SOURCE DOCUMENT.

# # # # #

As a sophomore in high school, Heath Agnew was captain of his basketball team, averaging a double-double every game. Proven to be a young leader with immense potential, Agnew already had colleges begin the show interest in him. By his junior year he was getting calls from some of the biggest Division II schools in the country, several Division IIIs, and even a couple of Division Is. Agnew’s future was looking promising.
Basketball was year-round for Agnew. During the fall of his senior year, it became his sole focus. But there was one thing holding him back. He had started feeling shooting pains in his back the previous summer.
“I never thought anything of it,” he said. “When it started hurting I’d go see someone to loosen my muscles so I could still play. I never took time off. I thought ‘I’m 17 years old, I’m invincible, I’ll be fine.’ ”
So he kept training.
Then, in the middle of weight training, it happened.
He felt a pop while dead-lifting.
The next morning he wasn’t able to move his right leg. Agnew had suffered from a herniated disc, causing pinching in the sciatic nerve down his right leg. He was put in rehab, started physical therapy, endured shock pain management and hoped to be healthy by the time the season started.
However, recovery wasn’t going as well as expected and Agnew missed the first six games of the season. The DI and II schools who had been watching him called to say they chose to put him on hold for the spring. After seeing rehab wasn’t working, the doctors gave Agnew two options.
“Do you want to play or have surgery?”
“Looking back on it now, I should’ve had surgery,” said Agnew. “But it was my senior year and those guys were the teammates I’d been playing with since third grade. That was my team, my school, my people and I had to show loyalty to that.”
So Agnew played through the pain and contributed to the team the best he could. He returned to play for four games before he broke his ankle and ended up in a boot, benched for three more weeks.
He came back to play three weeks earlier than he should’ve, helping his team end the season by winning district.
Then he and his mom decided it was time for surgery. By then the nerve damage was so bad, he could no longer feel anything above the ankle in his right leg.
“At that point, all thoughts of playing college basketball were over,” said Agnew. “I decided I was just going to go to school and be a regular student at Texas State.”

# # # # #

TASK LIST.
1. How would you say this sentence from the Heath Agnew story in Spanish: "Then he and his mom decided it was time for surgery."
2. Can you resume the Heath Agnew story from its final sentence and carry it forward?

MATERIAL PROVIDED.
# # # # #

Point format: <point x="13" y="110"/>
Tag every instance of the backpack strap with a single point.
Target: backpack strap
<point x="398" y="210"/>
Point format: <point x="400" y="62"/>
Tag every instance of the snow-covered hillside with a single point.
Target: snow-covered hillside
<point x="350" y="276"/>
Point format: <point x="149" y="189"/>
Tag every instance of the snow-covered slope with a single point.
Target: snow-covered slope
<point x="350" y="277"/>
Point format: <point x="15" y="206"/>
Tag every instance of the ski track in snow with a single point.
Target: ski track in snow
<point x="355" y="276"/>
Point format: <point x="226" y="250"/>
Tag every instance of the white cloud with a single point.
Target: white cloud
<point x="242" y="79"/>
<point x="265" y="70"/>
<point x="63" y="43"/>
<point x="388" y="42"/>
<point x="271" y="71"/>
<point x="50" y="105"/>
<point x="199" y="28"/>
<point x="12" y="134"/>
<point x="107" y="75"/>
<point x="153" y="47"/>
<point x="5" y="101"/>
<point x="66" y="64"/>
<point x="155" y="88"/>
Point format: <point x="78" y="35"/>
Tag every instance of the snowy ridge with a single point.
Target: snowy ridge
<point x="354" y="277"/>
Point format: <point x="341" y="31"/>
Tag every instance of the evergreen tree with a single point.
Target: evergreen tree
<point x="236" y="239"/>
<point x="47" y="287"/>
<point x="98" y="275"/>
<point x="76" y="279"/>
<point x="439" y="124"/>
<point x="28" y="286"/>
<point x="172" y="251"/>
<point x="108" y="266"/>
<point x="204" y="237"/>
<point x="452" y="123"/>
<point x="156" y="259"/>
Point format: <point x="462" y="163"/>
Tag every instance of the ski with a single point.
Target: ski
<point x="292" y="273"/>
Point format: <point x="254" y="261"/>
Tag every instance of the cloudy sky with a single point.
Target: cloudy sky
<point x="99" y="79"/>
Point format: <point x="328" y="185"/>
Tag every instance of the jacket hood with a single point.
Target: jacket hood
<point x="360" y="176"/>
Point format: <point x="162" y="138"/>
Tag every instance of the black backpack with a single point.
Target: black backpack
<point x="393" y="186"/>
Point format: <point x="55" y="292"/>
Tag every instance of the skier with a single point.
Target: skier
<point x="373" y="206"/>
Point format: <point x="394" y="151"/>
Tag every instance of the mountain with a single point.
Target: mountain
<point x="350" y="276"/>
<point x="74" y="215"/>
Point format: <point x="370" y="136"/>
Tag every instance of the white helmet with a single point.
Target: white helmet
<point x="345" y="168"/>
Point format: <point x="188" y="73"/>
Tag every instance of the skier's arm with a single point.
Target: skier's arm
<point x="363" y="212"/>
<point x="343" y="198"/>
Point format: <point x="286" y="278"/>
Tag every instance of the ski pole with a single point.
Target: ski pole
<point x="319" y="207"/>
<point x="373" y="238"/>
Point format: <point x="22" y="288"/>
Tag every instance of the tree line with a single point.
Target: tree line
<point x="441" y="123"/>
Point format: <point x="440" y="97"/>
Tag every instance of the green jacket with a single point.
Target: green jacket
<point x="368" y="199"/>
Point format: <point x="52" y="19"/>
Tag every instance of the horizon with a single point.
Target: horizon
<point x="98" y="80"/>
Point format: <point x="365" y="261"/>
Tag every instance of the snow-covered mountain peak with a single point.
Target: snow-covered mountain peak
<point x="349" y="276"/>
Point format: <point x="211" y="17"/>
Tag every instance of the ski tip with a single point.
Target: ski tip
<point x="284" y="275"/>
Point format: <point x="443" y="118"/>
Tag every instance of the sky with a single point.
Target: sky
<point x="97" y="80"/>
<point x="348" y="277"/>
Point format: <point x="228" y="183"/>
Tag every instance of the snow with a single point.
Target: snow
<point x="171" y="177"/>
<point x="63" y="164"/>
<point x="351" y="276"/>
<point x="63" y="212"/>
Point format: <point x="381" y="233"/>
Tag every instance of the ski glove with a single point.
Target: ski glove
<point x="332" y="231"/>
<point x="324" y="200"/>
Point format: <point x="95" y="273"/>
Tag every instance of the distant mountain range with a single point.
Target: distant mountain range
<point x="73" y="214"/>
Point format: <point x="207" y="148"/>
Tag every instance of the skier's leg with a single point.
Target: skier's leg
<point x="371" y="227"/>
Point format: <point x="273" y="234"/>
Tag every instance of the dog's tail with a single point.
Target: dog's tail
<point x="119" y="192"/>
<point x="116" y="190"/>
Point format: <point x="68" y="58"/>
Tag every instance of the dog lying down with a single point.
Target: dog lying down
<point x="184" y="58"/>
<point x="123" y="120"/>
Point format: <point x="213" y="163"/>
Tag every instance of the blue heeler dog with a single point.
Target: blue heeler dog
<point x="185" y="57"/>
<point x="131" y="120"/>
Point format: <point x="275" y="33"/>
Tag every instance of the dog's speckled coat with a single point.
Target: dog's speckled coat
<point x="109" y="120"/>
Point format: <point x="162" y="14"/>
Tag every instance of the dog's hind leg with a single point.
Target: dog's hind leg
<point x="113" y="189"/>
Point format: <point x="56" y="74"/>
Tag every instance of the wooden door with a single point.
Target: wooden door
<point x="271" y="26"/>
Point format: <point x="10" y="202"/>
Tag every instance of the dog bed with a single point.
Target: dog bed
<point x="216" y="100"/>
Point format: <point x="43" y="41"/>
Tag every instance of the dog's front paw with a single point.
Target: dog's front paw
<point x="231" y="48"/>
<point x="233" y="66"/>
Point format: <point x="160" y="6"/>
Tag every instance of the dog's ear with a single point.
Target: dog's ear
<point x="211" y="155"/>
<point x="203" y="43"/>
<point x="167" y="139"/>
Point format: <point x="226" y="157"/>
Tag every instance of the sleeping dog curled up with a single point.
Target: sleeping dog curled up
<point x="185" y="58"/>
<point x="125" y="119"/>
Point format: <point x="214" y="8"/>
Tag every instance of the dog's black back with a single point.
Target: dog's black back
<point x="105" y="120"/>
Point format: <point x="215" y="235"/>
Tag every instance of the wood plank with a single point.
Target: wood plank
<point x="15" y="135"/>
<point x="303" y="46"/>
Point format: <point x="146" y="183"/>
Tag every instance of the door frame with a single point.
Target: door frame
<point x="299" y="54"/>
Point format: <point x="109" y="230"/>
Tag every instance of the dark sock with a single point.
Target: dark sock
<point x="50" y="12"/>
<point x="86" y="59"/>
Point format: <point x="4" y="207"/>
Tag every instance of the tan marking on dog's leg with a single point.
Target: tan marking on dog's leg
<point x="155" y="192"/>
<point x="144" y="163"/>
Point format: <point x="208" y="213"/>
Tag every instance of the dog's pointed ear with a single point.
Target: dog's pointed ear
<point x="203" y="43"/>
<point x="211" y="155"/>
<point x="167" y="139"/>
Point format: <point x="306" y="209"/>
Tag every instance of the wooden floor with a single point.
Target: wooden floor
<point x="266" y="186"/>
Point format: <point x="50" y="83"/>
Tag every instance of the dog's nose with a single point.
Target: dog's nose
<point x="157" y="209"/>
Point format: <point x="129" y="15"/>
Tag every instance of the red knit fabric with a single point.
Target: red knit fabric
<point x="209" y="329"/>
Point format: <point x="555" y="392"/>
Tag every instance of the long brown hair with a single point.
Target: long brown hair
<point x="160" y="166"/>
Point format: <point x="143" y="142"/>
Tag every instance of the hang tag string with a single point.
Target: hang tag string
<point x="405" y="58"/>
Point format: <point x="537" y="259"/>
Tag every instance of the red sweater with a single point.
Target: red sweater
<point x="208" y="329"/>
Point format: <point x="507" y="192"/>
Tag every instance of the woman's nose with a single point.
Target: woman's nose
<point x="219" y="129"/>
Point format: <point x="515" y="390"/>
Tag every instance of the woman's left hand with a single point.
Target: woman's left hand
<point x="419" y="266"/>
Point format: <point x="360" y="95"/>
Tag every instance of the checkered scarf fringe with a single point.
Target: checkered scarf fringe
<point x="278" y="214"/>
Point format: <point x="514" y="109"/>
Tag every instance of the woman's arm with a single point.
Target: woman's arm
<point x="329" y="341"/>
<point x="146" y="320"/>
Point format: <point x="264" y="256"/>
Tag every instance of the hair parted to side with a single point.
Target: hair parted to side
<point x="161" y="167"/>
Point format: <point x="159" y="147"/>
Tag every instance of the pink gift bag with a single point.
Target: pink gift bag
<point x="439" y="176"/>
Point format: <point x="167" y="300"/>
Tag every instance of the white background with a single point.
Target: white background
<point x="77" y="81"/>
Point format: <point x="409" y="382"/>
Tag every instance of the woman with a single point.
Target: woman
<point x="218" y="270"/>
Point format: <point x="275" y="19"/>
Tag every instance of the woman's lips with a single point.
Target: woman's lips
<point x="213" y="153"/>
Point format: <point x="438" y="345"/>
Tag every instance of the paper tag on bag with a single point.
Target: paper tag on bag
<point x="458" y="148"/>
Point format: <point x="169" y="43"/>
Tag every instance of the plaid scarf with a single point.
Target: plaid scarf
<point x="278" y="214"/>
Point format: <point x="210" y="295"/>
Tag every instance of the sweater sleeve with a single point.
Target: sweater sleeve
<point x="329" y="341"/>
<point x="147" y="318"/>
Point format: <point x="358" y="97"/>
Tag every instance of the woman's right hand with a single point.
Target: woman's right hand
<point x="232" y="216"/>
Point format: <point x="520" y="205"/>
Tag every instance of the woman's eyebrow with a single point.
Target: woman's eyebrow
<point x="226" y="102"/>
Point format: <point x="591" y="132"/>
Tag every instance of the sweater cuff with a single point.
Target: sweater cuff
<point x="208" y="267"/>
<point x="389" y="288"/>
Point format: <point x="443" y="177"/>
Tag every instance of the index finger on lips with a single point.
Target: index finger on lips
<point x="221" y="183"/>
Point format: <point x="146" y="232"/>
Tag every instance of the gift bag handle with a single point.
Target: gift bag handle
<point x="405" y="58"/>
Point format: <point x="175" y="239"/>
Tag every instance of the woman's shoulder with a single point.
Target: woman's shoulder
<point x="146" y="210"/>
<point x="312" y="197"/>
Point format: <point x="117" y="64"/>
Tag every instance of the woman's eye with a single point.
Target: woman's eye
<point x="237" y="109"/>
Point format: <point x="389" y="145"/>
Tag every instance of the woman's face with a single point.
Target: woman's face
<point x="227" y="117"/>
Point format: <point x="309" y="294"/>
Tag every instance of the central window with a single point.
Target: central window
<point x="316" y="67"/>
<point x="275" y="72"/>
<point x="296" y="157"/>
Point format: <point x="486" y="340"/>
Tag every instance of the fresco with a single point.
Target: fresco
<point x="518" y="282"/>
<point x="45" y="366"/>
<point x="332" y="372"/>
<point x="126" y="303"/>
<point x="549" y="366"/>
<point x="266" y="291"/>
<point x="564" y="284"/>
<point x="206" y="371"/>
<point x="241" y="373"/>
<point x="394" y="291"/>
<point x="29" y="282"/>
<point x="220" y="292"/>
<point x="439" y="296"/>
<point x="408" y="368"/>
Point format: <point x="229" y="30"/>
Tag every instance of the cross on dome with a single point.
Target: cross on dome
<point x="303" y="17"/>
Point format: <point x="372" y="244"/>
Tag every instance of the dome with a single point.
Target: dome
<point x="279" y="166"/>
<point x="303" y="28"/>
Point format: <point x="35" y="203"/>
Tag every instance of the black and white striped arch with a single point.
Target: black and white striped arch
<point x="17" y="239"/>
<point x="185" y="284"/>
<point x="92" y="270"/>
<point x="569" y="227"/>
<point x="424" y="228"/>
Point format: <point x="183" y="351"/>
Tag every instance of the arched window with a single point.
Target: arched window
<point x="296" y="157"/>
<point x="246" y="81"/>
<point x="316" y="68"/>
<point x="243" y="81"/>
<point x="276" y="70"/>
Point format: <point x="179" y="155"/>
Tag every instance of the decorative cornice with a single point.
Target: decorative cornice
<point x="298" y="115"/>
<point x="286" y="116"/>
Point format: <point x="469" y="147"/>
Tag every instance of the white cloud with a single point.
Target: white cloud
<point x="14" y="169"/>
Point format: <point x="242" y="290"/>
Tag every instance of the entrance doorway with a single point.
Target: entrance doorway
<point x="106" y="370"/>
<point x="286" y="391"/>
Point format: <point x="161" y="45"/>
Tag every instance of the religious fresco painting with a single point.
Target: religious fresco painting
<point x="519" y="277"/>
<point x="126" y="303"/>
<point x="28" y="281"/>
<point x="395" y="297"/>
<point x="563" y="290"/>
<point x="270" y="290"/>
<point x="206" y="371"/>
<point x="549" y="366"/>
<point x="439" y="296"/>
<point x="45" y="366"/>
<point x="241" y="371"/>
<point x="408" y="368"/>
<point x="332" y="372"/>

# # # # #

WRITTEN ANSWERS.
1. Entonces él y su mamá decidieron que era hora de operarse.

2.
But when he woke up from surgery, feeling like a new person, he reconsidered.
“I visited two DIIIs in Texas and got a good offer from a DII in Minnesota,” said Agnew. “I was really considering Minnesota, but after they found out about my back injury, things changed. I told the coach, ‘Minnesota’s too cold for that small offer.’”
Enter Dustin Galyon.
“I got a call from my dad saying that he had received a call from a NJCAA, DII school in Hesston Kansas,” said Agnew. “I wasn’t considering a junior college, but my dad said the coach was already in Texas, why not give it a shot?”
Agnew’s car ride to Texas Roadhouse, where he was meeting Galyon, was the first time he was able to sit up, let alone ride in a car for two weeks.
“We got there before they did so I went to the bathroom,” said Agnew. “I’m using the bathroom and Hurricane Galyon comes flying at me and starts greeting me, a hundred miles an hour talking to me. I thought ‘what am I getting myself into?’”
Two weeks later, Agnew endured a nine-hour drive to visit Hesston College.
“It was the perfect day, 70 degrees, chicken patties for lunch, everything was perfect,” said Agnew. “I met with the Jontray Harris, who I had known from playing against in high school, and instantly I could just see the maturity from just a year at Hesston. It was a testament to how coach can change people.”
On his way back to Texas, Agnew called his mom and told her he’s moving to Kansas.
“I committed and the rest is history.”
But that’s not the end of the story.
“He just keeps getting healthier and healthier,” said Galyon. “A guy who comes in as a freshman and didn’t play much while his body was getting right, to now as a sophomore, started every game this semester, unanimous team captain, I would say in some ways he’s won more than people ever thought.
“Heath Agnew’s story is incredible,” said Galyon. “When we talk about athletics, we talk about perseverance, toughness and winning. Yes, winning is important. But if you think about winning in a broader perspective, winning is not giving up, defying the odds and coming back from adversity.”